↓

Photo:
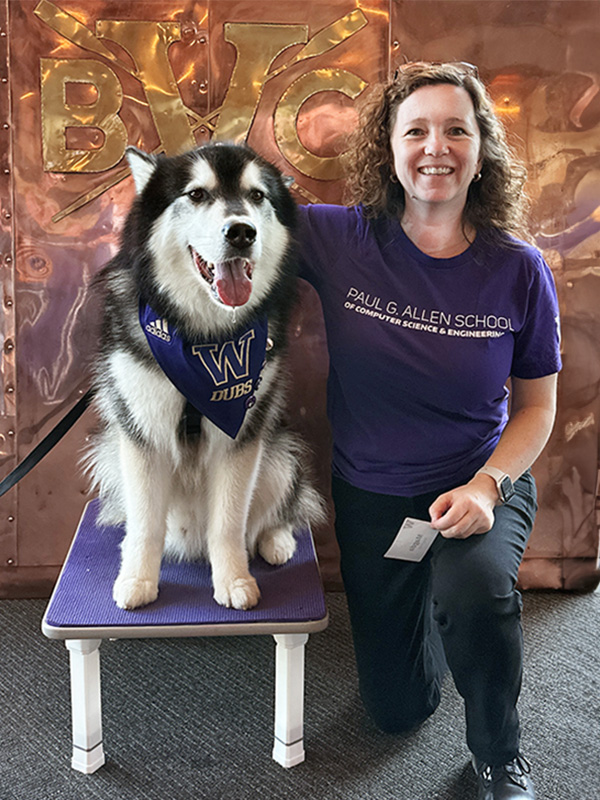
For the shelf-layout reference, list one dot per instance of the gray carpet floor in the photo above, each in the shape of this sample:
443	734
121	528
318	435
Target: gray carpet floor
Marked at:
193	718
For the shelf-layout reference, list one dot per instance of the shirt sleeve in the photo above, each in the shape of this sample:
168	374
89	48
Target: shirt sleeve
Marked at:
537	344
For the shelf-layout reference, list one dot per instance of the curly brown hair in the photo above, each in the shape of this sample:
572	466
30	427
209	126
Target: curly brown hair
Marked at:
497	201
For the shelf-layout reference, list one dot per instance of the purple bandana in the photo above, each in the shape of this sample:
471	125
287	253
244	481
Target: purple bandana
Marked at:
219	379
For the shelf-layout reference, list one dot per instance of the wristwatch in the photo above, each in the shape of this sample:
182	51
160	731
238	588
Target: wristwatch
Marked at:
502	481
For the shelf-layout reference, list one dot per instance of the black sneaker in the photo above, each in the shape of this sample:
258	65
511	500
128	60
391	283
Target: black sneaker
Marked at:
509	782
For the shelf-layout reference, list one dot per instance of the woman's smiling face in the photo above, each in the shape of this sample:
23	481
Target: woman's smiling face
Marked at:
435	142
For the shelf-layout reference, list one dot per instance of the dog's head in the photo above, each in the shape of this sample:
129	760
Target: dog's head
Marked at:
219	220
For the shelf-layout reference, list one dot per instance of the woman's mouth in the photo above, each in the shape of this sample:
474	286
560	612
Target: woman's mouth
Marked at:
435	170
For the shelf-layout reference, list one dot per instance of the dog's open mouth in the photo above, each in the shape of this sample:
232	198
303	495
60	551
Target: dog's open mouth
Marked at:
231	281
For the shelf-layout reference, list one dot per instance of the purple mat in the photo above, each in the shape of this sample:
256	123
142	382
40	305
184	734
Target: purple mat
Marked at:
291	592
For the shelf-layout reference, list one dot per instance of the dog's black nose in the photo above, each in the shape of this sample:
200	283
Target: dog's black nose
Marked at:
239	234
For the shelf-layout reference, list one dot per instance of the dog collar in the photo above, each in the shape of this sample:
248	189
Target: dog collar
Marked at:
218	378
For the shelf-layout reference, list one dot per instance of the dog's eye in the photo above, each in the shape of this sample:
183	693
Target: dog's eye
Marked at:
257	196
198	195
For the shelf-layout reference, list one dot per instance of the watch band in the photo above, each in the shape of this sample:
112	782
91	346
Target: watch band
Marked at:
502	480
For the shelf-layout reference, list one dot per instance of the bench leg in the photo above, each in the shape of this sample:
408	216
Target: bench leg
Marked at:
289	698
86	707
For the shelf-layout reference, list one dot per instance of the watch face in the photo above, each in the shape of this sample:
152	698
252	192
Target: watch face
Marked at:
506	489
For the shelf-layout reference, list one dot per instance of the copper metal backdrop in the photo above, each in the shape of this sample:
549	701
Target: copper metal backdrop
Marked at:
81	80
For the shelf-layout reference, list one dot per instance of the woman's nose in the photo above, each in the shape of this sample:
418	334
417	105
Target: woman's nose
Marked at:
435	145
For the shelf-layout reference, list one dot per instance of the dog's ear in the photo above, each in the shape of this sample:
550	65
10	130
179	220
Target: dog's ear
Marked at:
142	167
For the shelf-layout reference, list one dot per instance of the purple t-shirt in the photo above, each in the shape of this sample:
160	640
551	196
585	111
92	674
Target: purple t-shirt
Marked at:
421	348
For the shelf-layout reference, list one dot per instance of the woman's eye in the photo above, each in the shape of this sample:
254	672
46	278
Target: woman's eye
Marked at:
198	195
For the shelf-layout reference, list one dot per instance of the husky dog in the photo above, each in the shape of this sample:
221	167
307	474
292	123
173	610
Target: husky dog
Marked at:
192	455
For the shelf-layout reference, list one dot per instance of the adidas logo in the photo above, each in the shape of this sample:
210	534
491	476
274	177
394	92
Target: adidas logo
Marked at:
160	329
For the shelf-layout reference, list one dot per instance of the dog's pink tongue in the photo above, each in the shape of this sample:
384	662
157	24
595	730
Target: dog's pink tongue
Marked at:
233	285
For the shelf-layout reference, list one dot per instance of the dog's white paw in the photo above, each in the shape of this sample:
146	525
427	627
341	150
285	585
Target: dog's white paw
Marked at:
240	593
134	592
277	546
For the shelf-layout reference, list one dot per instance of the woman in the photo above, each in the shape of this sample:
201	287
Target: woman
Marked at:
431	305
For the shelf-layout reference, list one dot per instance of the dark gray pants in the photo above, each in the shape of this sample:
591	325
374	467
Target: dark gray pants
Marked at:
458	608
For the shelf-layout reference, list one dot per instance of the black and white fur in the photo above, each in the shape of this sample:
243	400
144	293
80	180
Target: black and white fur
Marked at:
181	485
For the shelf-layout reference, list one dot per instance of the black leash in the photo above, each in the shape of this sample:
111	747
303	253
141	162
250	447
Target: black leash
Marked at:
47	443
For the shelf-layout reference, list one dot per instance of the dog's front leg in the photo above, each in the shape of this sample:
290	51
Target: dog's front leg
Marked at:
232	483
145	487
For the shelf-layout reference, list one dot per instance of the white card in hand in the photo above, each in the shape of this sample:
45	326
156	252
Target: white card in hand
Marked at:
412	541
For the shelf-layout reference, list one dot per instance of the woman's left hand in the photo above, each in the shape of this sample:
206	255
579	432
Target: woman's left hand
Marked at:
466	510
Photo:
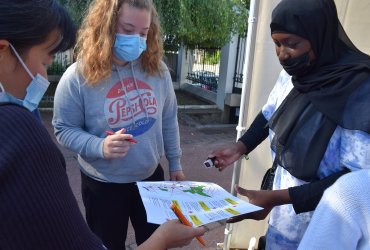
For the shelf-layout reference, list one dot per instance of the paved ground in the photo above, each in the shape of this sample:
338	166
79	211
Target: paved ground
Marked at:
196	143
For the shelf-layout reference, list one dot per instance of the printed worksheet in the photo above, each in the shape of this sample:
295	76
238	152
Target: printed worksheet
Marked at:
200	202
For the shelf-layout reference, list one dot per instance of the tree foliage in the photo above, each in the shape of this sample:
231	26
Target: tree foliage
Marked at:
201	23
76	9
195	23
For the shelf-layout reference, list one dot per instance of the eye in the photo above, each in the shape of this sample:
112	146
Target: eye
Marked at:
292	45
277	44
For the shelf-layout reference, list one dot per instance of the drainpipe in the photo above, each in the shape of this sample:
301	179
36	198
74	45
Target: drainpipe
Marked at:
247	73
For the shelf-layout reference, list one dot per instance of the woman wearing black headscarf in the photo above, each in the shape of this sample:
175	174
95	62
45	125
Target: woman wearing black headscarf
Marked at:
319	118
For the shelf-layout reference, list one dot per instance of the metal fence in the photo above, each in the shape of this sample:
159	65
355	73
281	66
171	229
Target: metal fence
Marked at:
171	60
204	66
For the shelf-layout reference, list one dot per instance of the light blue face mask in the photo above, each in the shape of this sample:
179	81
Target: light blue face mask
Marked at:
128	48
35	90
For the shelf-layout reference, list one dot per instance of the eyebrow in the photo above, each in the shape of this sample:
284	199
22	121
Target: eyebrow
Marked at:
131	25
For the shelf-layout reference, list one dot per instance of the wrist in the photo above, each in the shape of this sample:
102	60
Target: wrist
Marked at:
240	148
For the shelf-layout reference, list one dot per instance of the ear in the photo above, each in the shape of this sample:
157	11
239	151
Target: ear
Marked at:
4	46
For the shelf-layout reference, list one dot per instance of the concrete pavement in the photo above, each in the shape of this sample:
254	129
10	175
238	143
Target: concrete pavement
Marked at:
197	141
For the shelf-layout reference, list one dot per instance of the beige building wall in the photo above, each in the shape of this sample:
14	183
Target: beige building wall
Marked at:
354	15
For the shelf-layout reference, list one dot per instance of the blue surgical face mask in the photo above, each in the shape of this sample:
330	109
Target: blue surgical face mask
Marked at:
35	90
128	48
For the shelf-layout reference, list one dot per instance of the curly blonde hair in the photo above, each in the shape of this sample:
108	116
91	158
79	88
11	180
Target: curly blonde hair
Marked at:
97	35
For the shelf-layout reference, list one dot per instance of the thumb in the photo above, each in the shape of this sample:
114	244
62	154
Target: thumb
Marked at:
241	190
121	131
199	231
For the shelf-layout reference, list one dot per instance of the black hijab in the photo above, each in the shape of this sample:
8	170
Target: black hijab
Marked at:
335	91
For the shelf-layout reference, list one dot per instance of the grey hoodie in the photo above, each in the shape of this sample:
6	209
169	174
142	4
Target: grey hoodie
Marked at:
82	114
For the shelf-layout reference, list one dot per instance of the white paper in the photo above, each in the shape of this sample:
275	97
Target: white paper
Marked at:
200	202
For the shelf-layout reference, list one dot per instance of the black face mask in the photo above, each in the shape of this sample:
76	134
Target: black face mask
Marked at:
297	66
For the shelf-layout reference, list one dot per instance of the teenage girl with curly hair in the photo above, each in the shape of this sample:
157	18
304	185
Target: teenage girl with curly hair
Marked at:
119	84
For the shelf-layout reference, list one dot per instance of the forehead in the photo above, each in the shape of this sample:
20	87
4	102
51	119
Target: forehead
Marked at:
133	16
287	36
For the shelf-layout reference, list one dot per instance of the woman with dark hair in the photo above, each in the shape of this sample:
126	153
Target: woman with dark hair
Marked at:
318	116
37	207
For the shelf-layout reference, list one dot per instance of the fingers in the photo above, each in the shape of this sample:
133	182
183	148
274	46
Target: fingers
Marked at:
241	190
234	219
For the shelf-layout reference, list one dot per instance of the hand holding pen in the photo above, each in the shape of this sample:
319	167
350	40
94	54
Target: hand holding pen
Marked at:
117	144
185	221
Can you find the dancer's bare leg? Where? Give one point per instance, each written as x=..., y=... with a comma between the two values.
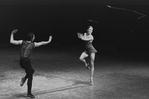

↑

> _Task details_
In the lines above, locate the string "blonde". Copy every line where it occurs.

> _Response area_
For the shelf-layout reference, list one dot per instance of the curly blonde hair in the photo above, each in the shape of this sample:
Target: curly blonde hair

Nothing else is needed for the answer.